▸ Exercise
Put each line of the rows below into a Markdown table with two columns, Number and Text, numbering the lines in order and leaving out blank lines. Leave the pictures out of your answer.

▸ Record list
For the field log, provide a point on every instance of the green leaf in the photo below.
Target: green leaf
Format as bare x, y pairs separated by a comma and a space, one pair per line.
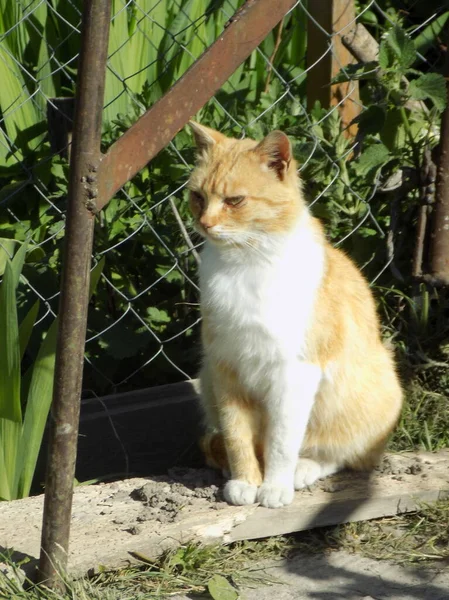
428, 36
220, 588
373, 157
10, 407
159, 316
26, 327
398, 48
371, 120
393, 132
6, 252
37, 408
430, 86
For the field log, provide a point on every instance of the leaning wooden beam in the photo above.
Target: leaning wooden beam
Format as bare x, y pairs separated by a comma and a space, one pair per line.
159, 125
114, 522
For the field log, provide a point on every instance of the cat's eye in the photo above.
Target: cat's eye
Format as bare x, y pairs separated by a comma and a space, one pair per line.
234, 200
197, 197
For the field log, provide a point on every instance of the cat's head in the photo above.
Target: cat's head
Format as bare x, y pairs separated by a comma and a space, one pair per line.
242, 191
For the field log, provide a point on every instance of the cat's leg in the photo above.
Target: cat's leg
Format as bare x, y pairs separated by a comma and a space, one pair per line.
289, 405
308, 471
238, 435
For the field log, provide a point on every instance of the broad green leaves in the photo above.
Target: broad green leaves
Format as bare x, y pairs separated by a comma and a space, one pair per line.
21, 434
430, 86
220, 588
397, 49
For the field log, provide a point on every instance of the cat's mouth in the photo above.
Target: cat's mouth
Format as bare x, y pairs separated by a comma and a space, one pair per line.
219, 237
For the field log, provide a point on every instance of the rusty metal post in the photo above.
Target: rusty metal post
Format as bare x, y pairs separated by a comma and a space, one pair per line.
85, 157
439, 243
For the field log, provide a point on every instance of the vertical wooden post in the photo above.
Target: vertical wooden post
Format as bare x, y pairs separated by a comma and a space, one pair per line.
326, 55
439, 244
82, 198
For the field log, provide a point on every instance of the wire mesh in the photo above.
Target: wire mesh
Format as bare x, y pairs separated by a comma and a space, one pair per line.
144, 316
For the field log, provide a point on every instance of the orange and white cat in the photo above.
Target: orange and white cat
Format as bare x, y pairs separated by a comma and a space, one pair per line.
296, 382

▸ The output
| Number | Text |
|---|---|
| 1 | For the field log, provide a point on every instance of the green leaf in the photo below. |
| 2 | Target: green leaf |
| 3 | Format as bare x, y pairs separated by a comma and a space, one pair per line. |
| 4 | 428, 36 |
| 5 | 220, 588 |
| 6 | 373, 157 |
| 7 | 10, 407 |
| 8 | 159, 316 |
| 9 | 26, 327 |
| 10 | 398, 48 |
| 11 | 371, 120 |
| 12 | 393, 132 |
| 13 | 6, 252 |
| 14 | 37, 408 |
| 15 | 430, 86 |
| 16 | For the field log, provide a point on every instance of the leaning wooden beam in the photo above. |
| 17 | Target: leaning wooden beam |
| 18 | Format as bare x, y pairs separated by a comma and a space, one pair per line. |
| 19 | 159, 125 |
| 20 | 114, 522 |
| 21 | For the field log, provide a point on every instance of the cat's eye in the photo above. |
| 22 | Target: cat's eye |
| 23 | Format as bare x, y pairs separated by a comma and a space, one pair per line. |
| 24 | 234, 200 |
| 25 | 197, 197 |
| 26 | For the field log, provide a point on every instance of the cat's head in the photo above. |
| 27 | Target: cat's head |
| 28 | Format as bare x, y pairs separated by a comma and a space, one pair per line. |
| 29 | 242, 191 |
| 30 | For the field log, provide a point on every instance of the cat's leg in the photo above. |
| 31 | Target: cat's leg |
| 32 | Format as bare x, y pairs separated by a comma and a space, one pair per line. |
| 33 | 289, 405 |
| 34 | 308, 471 |
| 35 | 238, 435 |
| 36 | For the field log, provide a point on every instance of the broad green leaves in the photo above. |
| 37 | Target: broad green leaves |
| 38 | Format as bare x, y pairs separated by a comma and a space, one pair per line. |
| 39 | 21, 434 |
| 40 | 430, 86 |
| 41 | 220, 588 |
| 42 | 397, 49 |
| 43 | For the field log, provide a point on every instance of the cat's mouth in the photo above. |
| 44 | Target: cat's mouth |
| 45 | Format as bare x, y pairs separated by a comma and a space, one pair per line. |
| 46 | 219, 237 |
| 47 | For the field log, provide a point on every instance of the rusty metal post in the photo above. |
| 48 | Target: rusty metal post |
| 49 | Format as bare x, y pairs separated by a comma and a space, one pair per line. |
| 50 | 85, 157 |
| 51 | 439, 243 |
| 52 | For the field log, provide a point on every instance of the vertical wooden post in the photo above. |
| 53 | Target: vertical wooden post |
| 54 | Format as bare x, y pairs separated by a comma and a space, one pair per line. |
| 55 | 326, 55 |
| 56 | 439, 244 |
| 57 | 82, 198 |
| 58 | For the field log, provide a point on every instance of the wire mesh in the photo above. |
| 59 | Target: wire mesh |
| 60 | Format as bare x, y pairs separated by a comma and a space, one pair per line. |
| 61 | 144, 316 |
| 62 | For the field log, provide a point on every instance of the orange and white cat in the photo above. |
| 63 | Target: orange and white cat |
| 64 | Format as bare x, y pairs separated by a comma and a space, one pair per line. |
| 65 | 296, 382 |